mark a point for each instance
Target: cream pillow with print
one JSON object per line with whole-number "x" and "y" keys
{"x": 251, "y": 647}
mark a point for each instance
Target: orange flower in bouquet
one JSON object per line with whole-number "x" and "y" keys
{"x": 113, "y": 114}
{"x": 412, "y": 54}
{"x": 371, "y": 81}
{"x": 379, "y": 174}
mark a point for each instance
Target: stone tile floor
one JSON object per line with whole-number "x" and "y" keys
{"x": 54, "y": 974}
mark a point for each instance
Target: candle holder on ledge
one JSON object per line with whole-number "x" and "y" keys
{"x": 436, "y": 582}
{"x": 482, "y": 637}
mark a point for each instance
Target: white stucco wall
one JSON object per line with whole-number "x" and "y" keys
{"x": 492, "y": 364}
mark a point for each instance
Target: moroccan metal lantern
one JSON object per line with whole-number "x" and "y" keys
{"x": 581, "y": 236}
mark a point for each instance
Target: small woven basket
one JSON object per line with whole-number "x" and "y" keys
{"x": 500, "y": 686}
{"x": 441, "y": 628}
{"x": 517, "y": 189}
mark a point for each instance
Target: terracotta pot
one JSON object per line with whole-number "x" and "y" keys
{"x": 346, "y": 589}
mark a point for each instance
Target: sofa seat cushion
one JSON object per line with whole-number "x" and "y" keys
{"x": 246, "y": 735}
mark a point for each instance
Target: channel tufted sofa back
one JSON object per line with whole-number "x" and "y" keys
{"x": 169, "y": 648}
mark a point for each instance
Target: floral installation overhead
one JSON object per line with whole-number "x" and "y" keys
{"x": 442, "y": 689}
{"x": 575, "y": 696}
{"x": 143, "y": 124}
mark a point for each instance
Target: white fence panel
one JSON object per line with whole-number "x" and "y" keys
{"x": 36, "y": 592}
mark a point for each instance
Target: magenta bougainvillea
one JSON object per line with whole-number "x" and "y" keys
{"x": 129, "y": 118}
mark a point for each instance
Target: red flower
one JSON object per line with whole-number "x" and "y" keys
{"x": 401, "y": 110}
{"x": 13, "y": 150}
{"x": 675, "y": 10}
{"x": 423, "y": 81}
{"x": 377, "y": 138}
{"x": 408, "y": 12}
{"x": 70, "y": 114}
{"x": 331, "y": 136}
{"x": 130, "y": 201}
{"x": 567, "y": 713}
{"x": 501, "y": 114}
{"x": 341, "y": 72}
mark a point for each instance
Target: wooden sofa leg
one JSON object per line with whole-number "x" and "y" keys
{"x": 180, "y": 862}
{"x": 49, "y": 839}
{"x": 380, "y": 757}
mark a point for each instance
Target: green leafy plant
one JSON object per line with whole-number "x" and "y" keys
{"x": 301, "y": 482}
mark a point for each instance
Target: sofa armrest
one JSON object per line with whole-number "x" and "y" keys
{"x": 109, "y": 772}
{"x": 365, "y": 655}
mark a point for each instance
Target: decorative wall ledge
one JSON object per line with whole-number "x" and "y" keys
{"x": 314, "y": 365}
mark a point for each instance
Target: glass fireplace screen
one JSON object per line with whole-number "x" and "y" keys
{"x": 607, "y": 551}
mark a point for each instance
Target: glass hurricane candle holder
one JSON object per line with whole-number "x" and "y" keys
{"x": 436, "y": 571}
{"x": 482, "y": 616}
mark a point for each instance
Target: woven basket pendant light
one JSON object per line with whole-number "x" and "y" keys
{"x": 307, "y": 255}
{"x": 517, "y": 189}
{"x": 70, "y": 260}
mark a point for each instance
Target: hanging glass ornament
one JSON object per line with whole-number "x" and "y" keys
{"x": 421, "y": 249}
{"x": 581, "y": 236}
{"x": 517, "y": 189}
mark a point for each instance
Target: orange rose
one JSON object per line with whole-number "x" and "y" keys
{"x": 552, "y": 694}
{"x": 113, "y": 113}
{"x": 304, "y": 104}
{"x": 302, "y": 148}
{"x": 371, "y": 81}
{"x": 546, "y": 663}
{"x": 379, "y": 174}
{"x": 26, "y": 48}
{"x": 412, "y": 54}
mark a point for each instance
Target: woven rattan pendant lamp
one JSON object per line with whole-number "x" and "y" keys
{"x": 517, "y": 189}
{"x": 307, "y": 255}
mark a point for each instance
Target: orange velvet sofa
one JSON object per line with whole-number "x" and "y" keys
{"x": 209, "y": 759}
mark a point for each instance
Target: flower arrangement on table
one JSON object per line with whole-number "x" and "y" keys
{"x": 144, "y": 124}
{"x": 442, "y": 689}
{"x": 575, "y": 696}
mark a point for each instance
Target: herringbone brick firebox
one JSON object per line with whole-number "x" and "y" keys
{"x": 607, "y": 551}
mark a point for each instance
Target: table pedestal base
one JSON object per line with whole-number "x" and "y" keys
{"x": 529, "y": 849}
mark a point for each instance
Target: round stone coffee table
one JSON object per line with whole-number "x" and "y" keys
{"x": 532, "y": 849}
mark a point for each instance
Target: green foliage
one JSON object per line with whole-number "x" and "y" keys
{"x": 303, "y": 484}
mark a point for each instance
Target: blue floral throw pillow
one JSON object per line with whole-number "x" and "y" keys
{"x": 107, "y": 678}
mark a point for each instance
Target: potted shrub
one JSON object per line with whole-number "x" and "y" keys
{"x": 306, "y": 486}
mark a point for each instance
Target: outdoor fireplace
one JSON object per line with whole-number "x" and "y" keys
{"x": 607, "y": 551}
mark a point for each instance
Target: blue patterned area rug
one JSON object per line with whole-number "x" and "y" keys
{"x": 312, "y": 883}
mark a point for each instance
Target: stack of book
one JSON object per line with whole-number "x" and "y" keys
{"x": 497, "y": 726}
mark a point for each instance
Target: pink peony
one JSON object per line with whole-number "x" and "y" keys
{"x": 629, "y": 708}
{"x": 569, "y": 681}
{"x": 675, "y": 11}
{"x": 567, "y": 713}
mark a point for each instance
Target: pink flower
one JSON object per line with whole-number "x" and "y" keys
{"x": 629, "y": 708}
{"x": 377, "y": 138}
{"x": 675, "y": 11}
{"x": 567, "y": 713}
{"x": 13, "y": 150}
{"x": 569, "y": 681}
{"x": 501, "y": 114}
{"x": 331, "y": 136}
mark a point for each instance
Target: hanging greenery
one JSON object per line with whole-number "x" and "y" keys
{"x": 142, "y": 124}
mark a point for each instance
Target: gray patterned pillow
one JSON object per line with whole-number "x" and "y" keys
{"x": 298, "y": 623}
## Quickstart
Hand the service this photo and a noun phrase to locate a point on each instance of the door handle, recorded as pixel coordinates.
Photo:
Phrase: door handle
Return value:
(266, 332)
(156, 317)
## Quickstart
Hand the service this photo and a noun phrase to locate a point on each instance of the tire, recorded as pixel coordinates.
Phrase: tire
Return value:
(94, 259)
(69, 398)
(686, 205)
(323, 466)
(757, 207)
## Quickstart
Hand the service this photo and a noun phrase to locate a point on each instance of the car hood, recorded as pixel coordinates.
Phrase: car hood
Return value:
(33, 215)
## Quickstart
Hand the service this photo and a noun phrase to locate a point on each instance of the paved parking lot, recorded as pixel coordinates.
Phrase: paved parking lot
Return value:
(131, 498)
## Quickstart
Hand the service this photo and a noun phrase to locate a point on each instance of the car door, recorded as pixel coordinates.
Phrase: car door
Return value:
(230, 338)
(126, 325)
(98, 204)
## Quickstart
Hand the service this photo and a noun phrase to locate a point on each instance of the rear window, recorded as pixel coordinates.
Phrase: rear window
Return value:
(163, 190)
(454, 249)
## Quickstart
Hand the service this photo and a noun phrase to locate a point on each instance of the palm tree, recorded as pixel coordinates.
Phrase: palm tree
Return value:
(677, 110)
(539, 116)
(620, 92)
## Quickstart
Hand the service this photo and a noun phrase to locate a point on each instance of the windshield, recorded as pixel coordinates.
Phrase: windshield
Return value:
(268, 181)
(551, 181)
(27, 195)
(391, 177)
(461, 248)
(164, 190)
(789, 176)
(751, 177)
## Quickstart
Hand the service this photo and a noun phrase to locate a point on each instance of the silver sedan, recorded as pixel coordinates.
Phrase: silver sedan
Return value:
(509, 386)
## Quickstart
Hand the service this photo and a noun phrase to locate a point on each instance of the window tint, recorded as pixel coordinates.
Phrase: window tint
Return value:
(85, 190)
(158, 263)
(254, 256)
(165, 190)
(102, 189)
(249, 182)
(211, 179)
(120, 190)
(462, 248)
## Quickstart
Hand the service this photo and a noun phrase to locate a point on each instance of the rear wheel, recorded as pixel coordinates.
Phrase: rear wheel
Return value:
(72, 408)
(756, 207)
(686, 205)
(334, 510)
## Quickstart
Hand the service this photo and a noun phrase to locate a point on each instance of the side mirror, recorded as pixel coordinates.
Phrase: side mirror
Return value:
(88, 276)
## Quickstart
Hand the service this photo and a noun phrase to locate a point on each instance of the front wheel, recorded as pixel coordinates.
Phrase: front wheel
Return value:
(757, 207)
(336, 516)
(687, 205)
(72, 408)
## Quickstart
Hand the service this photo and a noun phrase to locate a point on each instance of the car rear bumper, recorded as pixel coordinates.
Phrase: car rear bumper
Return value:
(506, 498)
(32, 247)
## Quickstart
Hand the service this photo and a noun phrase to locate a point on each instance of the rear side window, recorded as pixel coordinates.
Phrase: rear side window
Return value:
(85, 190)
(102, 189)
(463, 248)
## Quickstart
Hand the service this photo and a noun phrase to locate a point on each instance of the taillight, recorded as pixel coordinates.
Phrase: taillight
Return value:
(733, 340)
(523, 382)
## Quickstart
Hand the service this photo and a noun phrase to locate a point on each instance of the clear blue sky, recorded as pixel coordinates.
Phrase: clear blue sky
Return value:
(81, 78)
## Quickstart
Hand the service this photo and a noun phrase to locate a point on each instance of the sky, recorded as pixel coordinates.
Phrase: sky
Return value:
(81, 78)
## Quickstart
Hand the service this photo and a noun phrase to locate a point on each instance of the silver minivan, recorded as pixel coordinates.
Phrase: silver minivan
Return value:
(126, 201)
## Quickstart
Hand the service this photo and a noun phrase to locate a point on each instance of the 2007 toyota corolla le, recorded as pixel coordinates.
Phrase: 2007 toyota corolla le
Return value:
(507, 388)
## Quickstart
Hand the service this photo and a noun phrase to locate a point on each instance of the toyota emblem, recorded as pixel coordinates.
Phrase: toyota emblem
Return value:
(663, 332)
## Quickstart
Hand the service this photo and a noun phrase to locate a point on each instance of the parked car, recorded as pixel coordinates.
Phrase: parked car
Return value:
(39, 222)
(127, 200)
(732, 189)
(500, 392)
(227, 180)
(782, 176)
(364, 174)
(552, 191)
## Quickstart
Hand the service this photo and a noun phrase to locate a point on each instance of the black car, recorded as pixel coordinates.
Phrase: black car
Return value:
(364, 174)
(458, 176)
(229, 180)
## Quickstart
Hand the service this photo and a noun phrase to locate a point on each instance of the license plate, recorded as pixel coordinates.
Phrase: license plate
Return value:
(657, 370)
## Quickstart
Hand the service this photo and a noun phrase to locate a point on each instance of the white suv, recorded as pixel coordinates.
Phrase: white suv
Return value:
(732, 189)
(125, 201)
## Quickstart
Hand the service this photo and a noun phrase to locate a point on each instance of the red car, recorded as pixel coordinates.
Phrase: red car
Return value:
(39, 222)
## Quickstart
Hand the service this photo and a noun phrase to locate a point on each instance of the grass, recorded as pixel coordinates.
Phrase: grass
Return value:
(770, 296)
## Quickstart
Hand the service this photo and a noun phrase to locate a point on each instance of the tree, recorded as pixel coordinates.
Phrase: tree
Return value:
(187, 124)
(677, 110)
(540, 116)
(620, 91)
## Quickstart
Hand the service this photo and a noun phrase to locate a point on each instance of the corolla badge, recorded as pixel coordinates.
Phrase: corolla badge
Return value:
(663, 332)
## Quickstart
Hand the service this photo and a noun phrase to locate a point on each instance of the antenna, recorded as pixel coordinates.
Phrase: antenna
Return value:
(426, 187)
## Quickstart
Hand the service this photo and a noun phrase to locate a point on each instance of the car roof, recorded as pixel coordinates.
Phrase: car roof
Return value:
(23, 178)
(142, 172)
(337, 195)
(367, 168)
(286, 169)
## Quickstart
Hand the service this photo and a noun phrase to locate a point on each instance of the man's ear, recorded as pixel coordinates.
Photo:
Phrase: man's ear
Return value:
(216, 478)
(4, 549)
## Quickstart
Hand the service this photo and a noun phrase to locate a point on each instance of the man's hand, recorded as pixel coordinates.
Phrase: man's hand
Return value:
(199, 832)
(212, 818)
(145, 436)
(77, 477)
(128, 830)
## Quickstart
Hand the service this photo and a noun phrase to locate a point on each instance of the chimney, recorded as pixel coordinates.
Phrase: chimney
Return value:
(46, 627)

*Task details*. Select every line of the rows above that contains the word "table", and copy those lines in the order they appear.

*Solution for this problem*.
Target: flower arrangement on table
Target: table pedestal base
Target: round stone coffee table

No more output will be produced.